WORK INSTRUCTION A = Decide whether each statement agrees with the text on COVID-19 layoffs in Ontario: (i) at common law, employers have an automatic right to lay off employees; (ii) laying off an employee without a written agreement is a constructive dismissal at common law; (iii) every industry has now recalled its employees from temporary layoffs. For each, answer yes or no and quote the words of the text that decide it.
WORK INSTRUCTION B = Transcribe the text on COVID-19 layoffs in Ontario from "Author: Ljubica Durlovska" up to and including "from temporary layoffs.".
WORK INSTRUCTION C = Go on with the text on COVID-19 layoffs in Ontario from its last sentence.

TEXT SECTION =
---*---

Author: Ljubica Durlovska LL.B & Sarah Mills, J.D, Employment and Labour, KMB Law
COVID-19 hit Ontario businesses hard. Forced closures and capacity limitations forced employers to face a roster of employees that no longer matched reduced business needs and lowered customer demand for products and services. Employers had no choice but to temporarily cut hours and reduce wages in order to stay afloat. Although we are currently in the final stages of Ontario’s reopening scheme, some industries continue to see lasting and devastating effects and have yet to recall employees from temporary layoffs.
The common law (being the judge-made law) on layoffs is simple: employers do not have an automatic right to lay off employees. To gain the right to layoff employees in accordance with the rules of Ontario’s Employment Standards Act (“ESA”), companies need their employees’ agreement, in writing. Laying off an employee without a written agreement constitutes a constructive dismissal at common law. A constructive dismissal is a type of wrongful termination wherein the employee is forced to resign from their job as a result of their employer’s actions.

---*---

COLLECTED DATA =
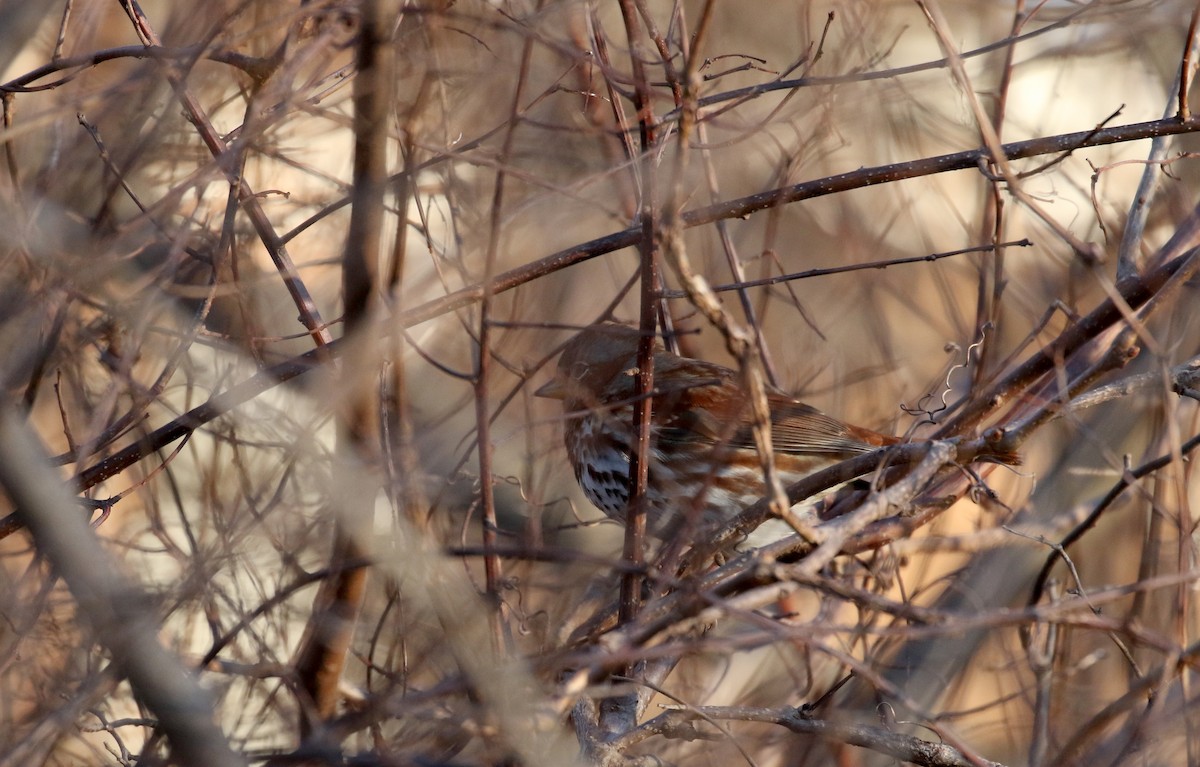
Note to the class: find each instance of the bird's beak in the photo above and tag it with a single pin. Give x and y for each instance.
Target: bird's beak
(555, 390)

---*---

FINAL ANSWER A =
(i) No: "employers do not have an automatic right to lay off employees."
(ii) Yes: "Laying off an employee without a written agreement constitutes a constructive dismissal at common law."
(iii) No: "some industries continue to see lasting and devastating effects and have yet to recall employees from temporary layoffs."

FINAL ANSWER B =
Author: Ljubica Durlovska LL.B & Sarah Mills, J.D, Employment and Labour, KMB Law
COVID-19 hit Ontario businesses hard. Forced closures and capacity limitations forced employers to face a roster of employees that no longer matched reduced business needs and lowered customer demand for products and services. Employers had no choice but to temporarily cut hours and reduce wages in order to stay afloat. Although we are currently in the final stages of Ontario’s reopening scheme, some industries continue to see lasting and devastating effects and have yet to recall employees from temporary layoffs.

FINAL ANSWER C =
The Government’s Solution – IDEL Layoffs
In May 2020, in acknowledgement of the difficulties faced by employers, the Ontario government augmented the ESA by way of Regulation 228/20 (the “Regulation”) which aimed at helping companies face their employee challenges by introducing the new Infectious Disease Emergency Leave (“IDEL”). IDEL is a job-protected leave of absence which can be taken under certain, COVID-related, circumstances.
Importantly, the Regulation allows employers to effectively lay off employees without repercussions by deeming them to be automatically on IDEL for the duration of the Regulation. The Regulation is clear: a temporary reduction or elimination of an employee’s work hours and/or wages due to COVID-19 does not constitute constructive dismissal under the ESA.
The Regulation applies retroactively from March 1, 2020 and will last until September 25, 2021, subject to any government extensions.
The Problem Caused by IDEL Layoffs
Employers with and without contracts allowing for layoffs were relying on the Regulation and IDEL layoffs to temporarily reduce or eliminate hours. But, while it was clear that employers with written layoff agreements were protected under the Regulation, it remained unclear whether the Regulation also protected employers laying off employees without prior written agreement.
In April 2021, the Ontario Superior Court of Justice in Coutinho v. Ocular Health Centre Ltd., 2021 ONSC 3076 (“Coutinho”) determined that an IDEL layoff, even though allowed under the ESA, still constituted a dismissal at common law. The employer, who attempted to rely on the Regulation to temporarily lay off their employee, was found guilty of constructive dismissal and ultimately owing termination costs.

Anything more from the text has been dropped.